Please restate every record below word for word.
Extracted records Block Start
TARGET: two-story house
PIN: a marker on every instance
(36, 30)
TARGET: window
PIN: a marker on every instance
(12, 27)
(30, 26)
Extracted records Block End
- _Response for this exercise_
TARGET: two-story house
PIN: a marker on every instance
(36, 30)
TARGET: window
PIN: a marker on every instance
(12, 27)
(30, 26)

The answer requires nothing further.